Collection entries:
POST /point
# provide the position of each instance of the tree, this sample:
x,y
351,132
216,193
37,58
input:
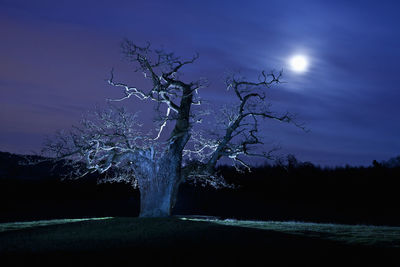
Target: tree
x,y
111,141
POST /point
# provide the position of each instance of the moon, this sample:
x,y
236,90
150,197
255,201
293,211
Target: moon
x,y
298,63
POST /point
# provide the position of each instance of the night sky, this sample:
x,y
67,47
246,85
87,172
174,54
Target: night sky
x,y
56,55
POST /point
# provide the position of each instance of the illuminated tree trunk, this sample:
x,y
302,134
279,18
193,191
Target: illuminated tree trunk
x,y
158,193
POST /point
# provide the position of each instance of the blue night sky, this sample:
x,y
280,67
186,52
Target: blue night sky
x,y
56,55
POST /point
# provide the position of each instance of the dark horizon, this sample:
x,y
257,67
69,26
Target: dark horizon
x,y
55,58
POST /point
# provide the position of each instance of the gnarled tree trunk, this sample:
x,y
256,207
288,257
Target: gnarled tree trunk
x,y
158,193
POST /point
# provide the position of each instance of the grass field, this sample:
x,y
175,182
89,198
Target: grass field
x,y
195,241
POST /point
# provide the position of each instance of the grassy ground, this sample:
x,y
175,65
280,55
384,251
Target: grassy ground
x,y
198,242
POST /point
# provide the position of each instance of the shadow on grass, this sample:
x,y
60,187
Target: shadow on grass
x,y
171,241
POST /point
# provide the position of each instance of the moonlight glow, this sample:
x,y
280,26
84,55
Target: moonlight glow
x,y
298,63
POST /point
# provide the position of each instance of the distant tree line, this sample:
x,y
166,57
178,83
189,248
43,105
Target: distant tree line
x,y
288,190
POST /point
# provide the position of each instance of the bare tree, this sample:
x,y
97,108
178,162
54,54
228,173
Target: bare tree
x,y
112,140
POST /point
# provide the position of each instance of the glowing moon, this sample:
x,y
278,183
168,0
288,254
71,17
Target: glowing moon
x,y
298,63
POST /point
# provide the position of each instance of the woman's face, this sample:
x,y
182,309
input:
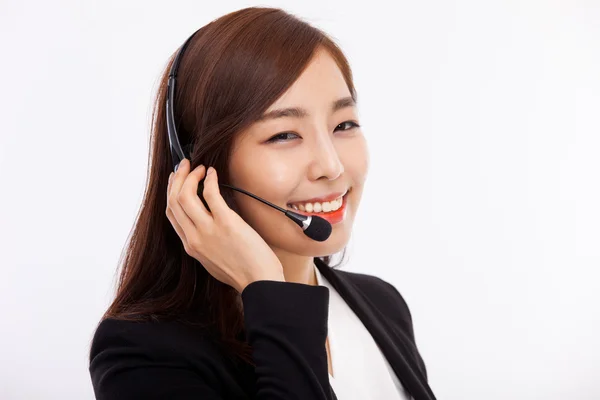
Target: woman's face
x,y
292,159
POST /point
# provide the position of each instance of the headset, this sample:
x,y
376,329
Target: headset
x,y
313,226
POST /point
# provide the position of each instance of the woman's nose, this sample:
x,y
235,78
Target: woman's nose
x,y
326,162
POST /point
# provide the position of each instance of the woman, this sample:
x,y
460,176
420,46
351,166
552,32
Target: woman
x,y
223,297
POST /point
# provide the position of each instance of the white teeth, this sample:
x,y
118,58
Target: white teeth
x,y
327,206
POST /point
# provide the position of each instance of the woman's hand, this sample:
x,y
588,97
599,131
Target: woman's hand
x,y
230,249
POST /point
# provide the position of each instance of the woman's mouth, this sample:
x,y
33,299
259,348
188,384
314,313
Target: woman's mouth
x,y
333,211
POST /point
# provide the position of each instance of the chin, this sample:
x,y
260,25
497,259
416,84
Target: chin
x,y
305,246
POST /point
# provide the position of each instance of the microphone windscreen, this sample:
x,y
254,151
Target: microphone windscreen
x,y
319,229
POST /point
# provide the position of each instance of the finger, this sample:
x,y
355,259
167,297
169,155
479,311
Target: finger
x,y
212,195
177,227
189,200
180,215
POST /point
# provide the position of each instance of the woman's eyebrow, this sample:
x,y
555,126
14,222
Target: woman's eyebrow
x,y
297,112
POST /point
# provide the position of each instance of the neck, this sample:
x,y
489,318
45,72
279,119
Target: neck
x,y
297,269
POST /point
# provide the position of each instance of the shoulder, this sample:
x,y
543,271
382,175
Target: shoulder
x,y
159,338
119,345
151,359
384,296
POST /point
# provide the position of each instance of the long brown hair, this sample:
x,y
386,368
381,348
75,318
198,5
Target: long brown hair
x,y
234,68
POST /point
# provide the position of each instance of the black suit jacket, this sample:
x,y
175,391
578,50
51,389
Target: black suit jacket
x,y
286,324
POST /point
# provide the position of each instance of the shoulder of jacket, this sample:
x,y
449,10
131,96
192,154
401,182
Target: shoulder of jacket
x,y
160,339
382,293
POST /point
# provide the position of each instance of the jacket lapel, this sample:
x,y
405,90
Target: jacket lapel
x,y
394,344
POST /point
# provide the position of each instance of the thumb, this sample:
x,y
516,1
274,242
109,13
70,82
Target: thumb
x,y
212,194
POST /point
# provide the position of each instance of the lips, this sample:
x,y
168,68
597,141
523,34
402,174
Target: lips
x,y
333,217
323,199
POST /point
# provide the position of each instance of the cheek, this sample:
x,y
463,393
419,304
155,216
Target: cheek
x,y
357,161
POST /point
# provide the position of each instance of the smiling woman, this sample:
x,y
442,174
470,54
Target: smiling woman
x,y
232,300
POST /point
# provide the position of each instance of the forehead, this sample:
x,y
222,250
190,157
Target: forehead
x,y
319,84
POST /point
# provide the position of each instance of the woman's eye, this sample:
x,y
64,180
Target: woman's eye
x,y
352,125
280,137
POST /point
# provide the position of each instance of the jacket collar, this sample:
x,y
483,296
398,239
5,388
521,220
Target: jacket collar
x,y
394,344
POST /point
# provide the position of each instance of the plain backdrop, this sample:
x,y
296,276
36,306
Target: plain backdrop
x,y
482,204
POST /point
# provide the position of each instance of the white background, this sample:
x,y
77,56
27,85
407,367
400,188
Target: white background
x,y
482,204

Exercise: Copy out every line of the material above exactly, skipping the pictures.

Written solution:
POST /point
# provide the position of each instance of the tree, this sample:
x,y
351,132
216,193
37,58
input:
Target: tree
x,y
111,141
POST /point
# provide the position of each instance of the moon, this sample:
x,y
236,90
150,197
255,201
293,211
Target: moon
x,y
298,63
POST /point
# provide the position of each instance of the night sky, this sample:
x,y
67,47
246,85
87,172
174,54
Target: night sky
x,y
56,55
POST /point
# provide the position of each instance of the illuminated tree trunk, this sample:
x,y
302,134
279,18
193,191
Target: illuminated tree trunk
x,y
158,193
POST /point
# provide the position of each instance of the blue night sky, this sample:
x,y
280,67
186,52
Target: blue night sky
x,y
56,55
POST /point
# provide the position of each instance of the dark horizon, this sample:
x,y
257,67
69,26
Target: dark horizon
x,y
55,58
POST /point
# provide the position of each instance of the gnarled tree trunk, this sample:
x,y
256,207
288,257
Target: gnarled tree trunk
x,y
158,193
POST /point
# provide the position of each instance of the grass field, this sample:
x,y
175,182
89,198
Target: grass field
x,y
195,241
POST /point
# provide the position of each instance of the grassy ground, this sample:
x,y
175,65
280,55
384,251
Target: grassy ground
x,y
198,242
POST /point
# provide the position of each instance of the shadow on grass, this sample:
x,y
60,187
Target: shadow on grass
x,y
171,241
POST /point
# provide the position of each instance of the moonlight glow, this sample:
x,y
280,26
84,55
Target: moonlight glow
x,y
298,63
POST /point
# provide the position of each instance of the distant tree line, this sample:
x,y
166,57
178,83
189,248
43,105
Target: distant tree line
x,y
288,190
POST /point
# provide the position of each instance of the bare tree, this sample:
x,y
97,108
178,162
54,54
228,173
Target: bare tree
x,y
112,140
POST /point
# provide the position of each instance of the glowing moon, this sample:
x,y
278,183
168,0
288,254
71,17
Target: glowing moon
x,y
298,63
POST /point
# provide the position of each instance of the woman's face, this sample:
x,y
182,309
input:
Target: woman's face
x,y
292,159
POST /point
# provide the position of each instance of the headset, this sample:
x,y
376,329
Target: headset
x,y
313,226
POST /point
# provide the position of each instance of the woman's nose, this sample:
x,y
235,78
Target: woman's nose
x,y
326,162
POST /point
# provide the position of each instance of the woman, this sample:
x,y
460,176
420,46
351,166
552,32
Target: woman
x,y
223,297
POST /point
# provide the position of each instance of the white teeth, this sample:
x,y
118,58
Target: white teeth
x,y
327,206
POST /point
# provide the position of each instance of the woman's hand, this sample:
x,y
588,97
599,131
Target: woman's hand
x,y
230,249
POST /point
# provide the position of each instance of the woman's mouth, this sample:
x,y
33,299
259,348
188,384
314,313
Target: woman's mouth
x,y
333,211
POST /point
# provide the position of each instance of the chin, this sample:
x,y
260,25
497,259
416,84
Target: chin
x,y
305,246
POST /point
# provide the position of each instance of the microphone windscreen, this sample:
x,y
254,151
Target: microphone windscreen
x,y
319,229
POST /point
# provide the position of each instance of the finger, this sample:
x,y
355,259
167,297
169,155
479,311
Target: finger
x,y
212,195
177,227
189,200
180,215
POST /point
# provide the position of each instance of the woman's eyebrow, this sample:
x,y
555,126
14,222
Target: woman's eyebrow
x,y
297,112
POST /point
# provide the position of each instance of the neck, this sample:
x,y
489,318
45,72
279,119
Target: neck
x,y
297,269
POST /point
# provide the position of each instance of the shoulder, this sample:
x,y
543,271
382,175
Target: shoulder
x,y
159,338
119,345
151,359
384,296
POST /point
# provide the position of each instance of the long brown hair, this sample:
x,y
386,368
381,348
75,318
198,5
Target: long brown hair
x,y
234,68
POST /point
# provide the position of each instance of the black suit jacket, this sample:
x,y
175,391
578,50
51,389
Target: black suit jacket
x,y
286,324
POST /point
# provide the position of each instance of the shoulder of jacket, this sample:
x,y
449,10
131,96
192,154
401,182
Target: shoulder of jacket
x,y
160,339
382,293
POST /point
# provide the position of each instance of the jacket lapel, this sample:
x,y
405,90
Target: jacket lapel
x,y
394,344
POST /point
# provide the position of each instance of the thumb, this sample:
x,y
516,1
274,242
109,13
70,82
Target: thumb
x,y
212,194
POST /point
# provide the position of each instance of the lips, this sample:
x,y
168,68
597,141
523,34
402,174
Target: lips
x,y
333,217
323,199
POST /point
# provide the position of each instance of the cheek, this sample:
x,y
463,393
419,304
155,216
Target: cheek
x,y
357,161
POST /point
# provide the position of each instance of the smiling woman, this sample:
x,y
442,174
470,54
Target: smiling woman
x,y
232,300
POST /point
# provide the position of each instance of the forehead, this sample:
x,y
222,250
190,157
Target: forehead
x,y
319,84
POST /point
# provide the position of each instance of the woman's eye, this sample:
x,y
64,180
Target: woman's eye
x,y
352,125
280,137
POST /point
# provide the position of each instance of the jacket collar, this sample:
x,y
483,296
398,239
5,388
521,220
Target: jacket collar
x,y
394,344
POST /point
# provide the position of each instance of the plain backdrop, this sample:
x,y
296,276
36,306
Target: plain backdrop
x,y
482,204
POST /point
# provide the position of each instance of the white background, this sample:
x,y
77,56
27,85
407,367
400,188
Target: white background
x,y
482,204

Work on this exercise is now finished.